Set exercise 1: In the forum post below about MATLAB GPU timing, what elapsed time does the stackoverflow user's test report for the GPU multiplication?
Set exercise 2: Write out the part of the MATLAB GPU timing post below that begins with the words "After many trials, the" and ends after the words "is 0.008621 seconds.".

Passage to read:
GPU time slower than CPU time, what went wrong with my GPU implementation?

Question

0 votes

Hi all, I have been testing the GPU computing feature in MATLAB. The code below is running and timing large matrix multiplications (1024x1024) using CPU and GPU computing:

    A=rand(1024);
    gA=gpuArray(A);
    %warming up
    for i=1:10
        C=A*A;
        gC=gA*gA;
    end
    tic,C=A*A;toc;
    tic,gC=gA*gA; toc;

After many trials, the results using CPU turns out to be faster than GPU time. I am surprised because this guy on stackoverflow forum did the exact testing and he proved that using GPU is faster:

    >> A = rand(1024); gA = gpuArray(A);
    % warm up by executing the operations a couple of times, and then:
    >> tic, C = A * A; toc
    Elapsed time is 0.075396 seconds.
    >> tic, gC = gA * gA; toc
    Elapsed time is 0.008621 seconds.

Information shown:
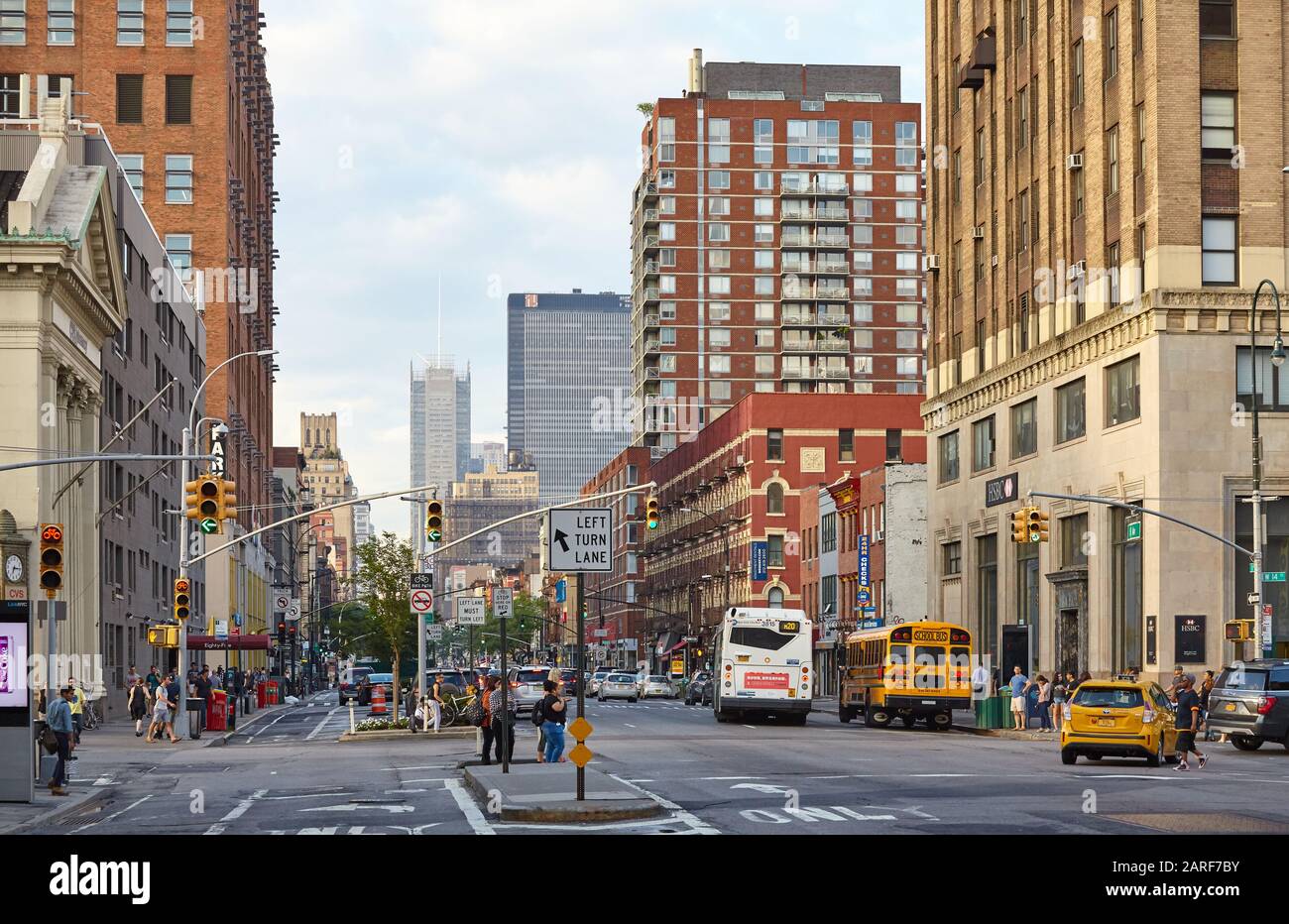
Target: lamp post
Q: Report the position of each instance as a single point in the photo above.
(183, 480)
(1277, 357)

Answer 1: 0.008621 seconds.

Answer 2:
After many trials, the results using CPU turns out to be faster than GPU time. I am surprised because this guy on stackoverflow forum did the exact testing and he proved that using GPU is faster:

    >> A = rand(1024); gA = gpuArray(A);
    % warm up by executing the operations a couple of times, and then:
    >> tic, C = A * A; toc
    Elapsed time is 0.075396 seconds.
    >> tic, gC = gA * gA; toc
    Elapsed time is 0.008621 seconds.